DO THIS -
Continue the Missouri appellate opinion on the guilty-plea claim, starting after its final sentence.

SOURCE DOCUMENT -

The above record is strikingly similar to the guilty plea record in Ryan v. State, 755 S.W.2d 11, 12 (Mo.App.1988), a proceeding under former Rule 27.266 wherein a prisoner sought to vacate a conviction resulting from his plea of guilty. There, this Court held:
Where [a prisoner’s] assertion that his plea was coerced by inhumane jail conditions is directly refuted by the record, as it is in this case, the post-conviction court commits no error, clear or otherwise, in rejecting a claim that the plea of guilty was involuntary. Woods v. State, 564 S.W.2d 333, 334 (Mo.App.1978).
755 S.W.2d at 12-13.
Here, Appellant (a) assured the plea court he was pleading guilty of his own free will, (b) denied receiving any threats to induce the guilty pleas, and (c) confirmed he was pleading guilty pursuant to the plea agreement. Appellant was present when the plea court announced its finding that the pleas were made freely and voluntarily, and not because of threats. Appellant registered no dissent when the plea court made that finding. Asked by the plea court whether he wanted to tell the court anything else, Appellant replied, “I’m ready to go.”
Consistent with Ryan, 755 S.W.2d 11, we hold the motion court did not plainly err in finding the record refutes Appellant’s claim that his guilty pleas in CR290-205P and CR290-250F resulted from the alleged inhumane conditions of confinement. We likewise hold the motion court did not plainly err in finding from the record that Appellant was not under duress when he pled guilty in CR290-205F and CR290-250F.
Appellant’s point relied on is denied, and the order of the motion court denying relief is affirmed.
PARRISH, C.J., and SHRUM, J., concur.. Rule references are to Missouri Rules of Criminal Procedure (1991) unless otherwise indicated.

RECORDS -
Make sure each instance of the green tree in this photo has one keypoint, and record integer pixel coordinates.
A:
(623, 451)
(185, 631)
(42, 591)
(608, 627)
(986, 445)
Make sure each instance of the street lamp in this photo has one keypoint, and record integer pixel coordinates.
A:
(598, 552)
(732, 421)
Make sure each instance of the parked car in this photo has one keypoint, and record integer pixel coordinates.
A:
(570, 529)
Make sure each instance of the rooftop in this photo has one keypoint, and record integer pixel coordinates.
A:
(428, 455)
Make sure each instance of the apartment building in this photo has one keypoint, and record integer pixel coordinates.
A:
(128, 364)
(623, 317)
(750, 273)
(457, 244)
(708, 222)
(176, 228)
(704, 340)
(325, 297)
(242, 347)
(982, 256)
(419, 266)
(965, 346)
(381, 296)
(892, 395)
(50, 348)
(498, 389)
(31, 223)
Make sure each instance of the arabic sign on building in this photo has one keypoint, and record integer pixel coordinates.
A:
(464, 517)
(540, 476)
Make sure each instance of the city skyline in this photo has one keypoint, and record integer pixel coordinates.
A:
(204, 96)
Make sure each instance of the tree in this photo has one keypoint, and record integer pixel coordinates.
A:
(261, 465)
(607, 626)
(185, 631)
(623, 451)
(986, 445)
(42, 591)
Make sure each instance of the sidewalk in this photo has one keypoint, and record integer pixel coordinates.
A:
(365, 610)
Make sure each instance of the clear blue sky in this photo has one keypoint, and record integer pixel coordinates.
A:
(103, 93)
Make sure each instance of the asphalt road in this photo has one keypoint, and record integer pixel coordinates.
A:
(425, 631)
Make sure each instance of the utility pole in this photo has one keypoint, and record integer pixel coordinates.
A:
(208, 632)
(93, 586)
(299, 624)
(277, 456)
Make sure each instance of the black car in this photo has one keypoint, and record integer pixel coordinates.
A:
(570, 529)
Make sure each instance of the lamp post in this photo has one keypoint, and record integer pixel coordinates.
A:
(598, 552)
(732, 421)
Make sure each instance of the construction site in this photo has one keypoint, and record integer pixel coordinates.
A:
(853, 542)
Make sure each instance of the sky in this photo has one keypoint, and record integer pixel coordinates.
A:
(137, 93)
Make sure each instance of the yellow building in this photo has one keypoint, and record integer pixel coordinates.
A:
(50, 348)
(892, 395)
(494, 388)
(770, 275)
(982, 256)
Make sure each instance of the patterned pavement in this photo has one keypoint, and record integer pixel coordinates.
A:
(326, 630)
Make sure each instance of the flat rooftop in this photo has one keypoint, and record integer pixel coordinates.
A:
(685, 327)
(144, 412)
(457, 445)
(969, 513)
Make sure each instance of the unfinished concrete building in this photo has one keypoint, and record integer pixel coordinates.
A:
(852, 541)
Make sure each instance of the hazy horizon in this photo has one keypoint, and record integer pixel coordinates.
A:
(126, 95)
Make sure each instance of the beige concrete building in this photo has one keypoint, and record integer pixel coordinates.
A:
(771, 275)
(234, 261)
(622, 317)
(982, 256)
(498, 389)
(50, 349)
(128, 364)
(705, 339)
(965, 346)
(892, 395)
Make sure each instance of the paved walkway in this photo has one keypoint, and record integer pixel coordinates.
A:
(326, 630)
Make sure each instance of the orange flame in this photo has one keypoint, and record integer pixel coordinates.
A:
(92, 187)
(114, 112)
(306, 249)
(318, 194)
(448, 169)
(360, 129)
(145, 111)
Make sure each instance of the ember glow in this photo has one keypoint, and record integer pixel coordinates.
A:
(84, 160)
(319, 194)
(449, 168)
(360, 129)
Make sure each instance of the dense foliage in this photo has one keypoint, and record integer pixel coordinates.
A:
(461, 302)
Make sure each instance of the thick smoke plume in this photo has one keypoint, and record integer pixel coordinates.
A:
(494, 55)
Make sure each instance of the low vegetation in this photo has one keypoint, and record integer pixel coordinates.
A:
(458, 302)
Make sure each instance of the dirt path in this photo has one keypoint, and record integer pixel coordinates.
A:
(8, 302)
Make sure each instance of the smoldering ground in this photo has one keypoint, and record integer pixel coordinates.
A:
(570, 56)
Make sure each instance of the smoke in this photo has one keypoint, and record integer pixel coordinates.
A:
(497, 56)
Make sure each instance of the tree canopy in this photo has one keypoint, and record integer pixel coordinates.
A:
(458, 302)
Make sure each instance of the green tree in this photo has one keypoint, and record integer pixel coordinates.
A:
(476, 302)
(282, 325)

EXPECTED ANSWER -
. We deduce from the fragmentary record furnished us that Appellant filed a separate pro se motion attacking each conviction. The record contains a copy of a pro se motion filed June 24, 1991, attacking CR290-250F. That motion was assigned number CV191-171CC by the motion court. The docket sheet in CV191-171CC bears a notation July 19, 1991, showing entry of an order "consolidating 29.15 [sic] filed in Case No. CR290-205F & 29.15 [sic] filed in Case No. CR290-250F for purpose of hearing.” The record also contains a copy of an amended motion to vacate hearing number CV191-171CC filed August 19, 1991, by Appellant’s appointed counsel. That motion prays Appellant’s "convictions” be set aside. We assume Appellant meant the conviction and sentence in CR290-205F and the conviction and sentence in CR290-250F.
. The motion court’s findings of fact and conclusions of law bear number CV191-171CC (footnote 2, supra), but refer to both CR290-205F and CR290-250F. In its findings and conclusions, the motion court addresses the pleas of guilty in both cases.
. Appellant filed a single notice of appeal bearing number CV191-171CC, seeking appellate review of the denial of relief from sentences "to three years on two counts of escape from custody.” It is clear from Appellant’s brief that he seeks review of the denial of relief from both CR290-205F and CR290-250F. The State raises no issue about the effectiveness of a lone notice of appeal in such circumstances. Consequently, we decline to address the subject sua sponte, and instead consider the appeal on the merits.
. Footnote 2, supra.
. Rule 27.26 was repealed effective January 1, 1988, by order of the Supreme Court of Missouri. 721-722 S.W.2d Missouri Cases (West 1987), pp. XXV-XXXVII.